> To do: In the records below, locate the line containing "Mark every instance of the distant", then output that line and all later lines exactly, through the last one.

====== Provided information

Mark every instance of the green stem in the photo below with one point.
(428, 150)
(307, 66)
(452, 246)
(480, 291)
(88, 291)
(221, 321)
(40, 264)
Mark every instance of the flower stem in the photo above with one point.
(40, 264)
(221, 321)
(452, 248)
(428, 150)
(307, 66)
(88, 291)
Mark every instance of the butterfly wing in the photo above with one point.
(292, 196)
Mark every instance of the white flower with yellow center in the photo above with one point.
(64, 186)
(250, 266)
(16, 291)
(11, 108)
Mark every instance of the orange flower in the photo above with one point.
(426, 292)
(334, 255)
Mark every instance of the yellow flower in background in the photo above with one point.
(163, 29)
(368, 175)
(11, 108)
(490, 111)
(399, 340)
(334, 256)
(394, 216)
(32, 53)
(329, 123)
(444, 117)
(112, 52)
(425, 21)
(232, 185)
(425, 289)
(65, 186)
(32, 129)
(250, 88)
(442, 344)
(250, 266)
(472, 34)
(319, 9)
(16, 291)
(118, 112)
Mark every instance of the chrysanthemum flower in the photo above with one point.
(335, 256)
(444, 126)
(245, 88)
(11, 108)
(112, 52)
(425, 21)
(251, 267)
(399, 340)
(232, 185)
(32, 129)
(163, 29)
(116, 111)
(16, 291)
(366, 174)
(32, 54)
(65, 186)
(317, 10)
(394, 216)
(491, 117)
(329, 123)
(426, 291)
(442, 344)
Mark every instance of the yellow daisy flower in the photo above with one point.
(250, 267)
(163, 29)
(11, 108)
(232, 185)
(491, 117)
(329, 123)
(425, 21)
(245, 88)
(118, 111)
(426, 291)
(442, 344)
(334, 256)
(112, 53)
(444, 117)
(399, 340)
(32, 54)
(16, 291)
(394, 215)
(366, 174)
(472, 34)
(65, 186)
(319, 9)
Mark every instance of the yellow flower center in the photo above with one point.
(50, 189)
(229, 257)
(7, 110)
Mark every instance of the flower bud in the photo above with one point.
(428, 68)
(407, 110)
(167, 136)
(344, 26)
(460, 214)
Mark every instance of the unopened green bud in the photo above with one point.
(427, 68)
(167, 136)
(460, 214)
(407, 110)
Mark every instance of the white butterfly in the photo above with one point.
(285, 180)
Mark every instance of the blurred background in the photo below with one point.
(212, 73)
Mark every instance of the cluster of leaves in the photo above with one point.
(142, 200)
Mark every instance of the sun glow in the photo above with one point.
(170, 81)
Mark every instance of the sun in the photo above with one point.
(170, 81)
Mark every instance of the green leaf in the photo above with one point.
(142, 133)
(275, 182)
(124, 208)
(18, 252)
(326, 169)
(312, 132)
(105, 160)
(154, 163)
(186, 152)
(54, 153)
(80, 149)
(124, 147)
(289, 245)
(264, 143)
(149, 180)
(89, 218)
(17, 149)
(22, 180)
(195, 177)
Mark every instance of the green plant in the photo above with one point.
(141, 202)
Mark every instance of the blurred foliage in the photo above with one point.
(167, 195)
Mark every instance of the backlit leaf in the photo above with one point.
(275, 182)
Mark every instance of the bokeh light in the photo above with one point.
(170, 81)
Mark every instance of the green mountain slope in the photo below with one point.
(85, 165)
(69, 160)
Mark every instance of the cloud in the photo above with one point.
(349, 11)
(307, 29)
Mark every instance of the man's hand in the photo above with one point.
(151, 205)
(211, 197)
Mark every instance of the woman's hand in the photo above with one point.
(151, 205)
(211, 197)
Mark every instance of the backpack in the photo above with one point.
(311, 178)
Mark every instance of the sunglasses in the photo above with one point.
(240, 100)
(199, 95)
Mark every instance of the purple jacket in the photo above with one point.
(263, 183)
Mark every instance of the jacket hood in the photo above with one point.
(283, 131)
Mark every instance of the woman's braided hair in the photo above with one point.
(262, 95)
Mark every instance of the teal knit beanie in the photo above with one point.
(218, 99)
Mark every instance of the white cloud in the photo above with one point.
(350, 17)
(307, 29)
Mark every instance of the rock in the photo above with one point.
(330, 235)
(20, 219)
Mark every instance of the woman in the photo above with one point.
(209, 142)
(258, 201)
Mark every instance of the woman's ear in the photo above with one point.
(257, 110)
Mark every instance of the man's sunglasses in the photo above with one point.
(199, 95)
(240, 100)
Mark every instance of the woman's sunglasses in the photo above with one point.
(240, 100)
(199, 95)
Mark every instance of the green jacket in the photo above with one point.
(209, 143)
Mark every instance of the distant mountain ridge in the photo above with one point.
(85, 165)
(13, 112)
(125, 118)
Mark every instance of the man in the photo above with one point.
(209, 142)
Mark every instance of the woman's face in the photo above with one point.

============

> Task response:
Mark every instance of the distant mountain ridge in the photo above with one point.
(85, 165)
(13, 112)
(125, 118)
Mark every instance of the man in the photo above with one point.
(209, 142)
Mark every instance of the woman's face in the photo above with one point.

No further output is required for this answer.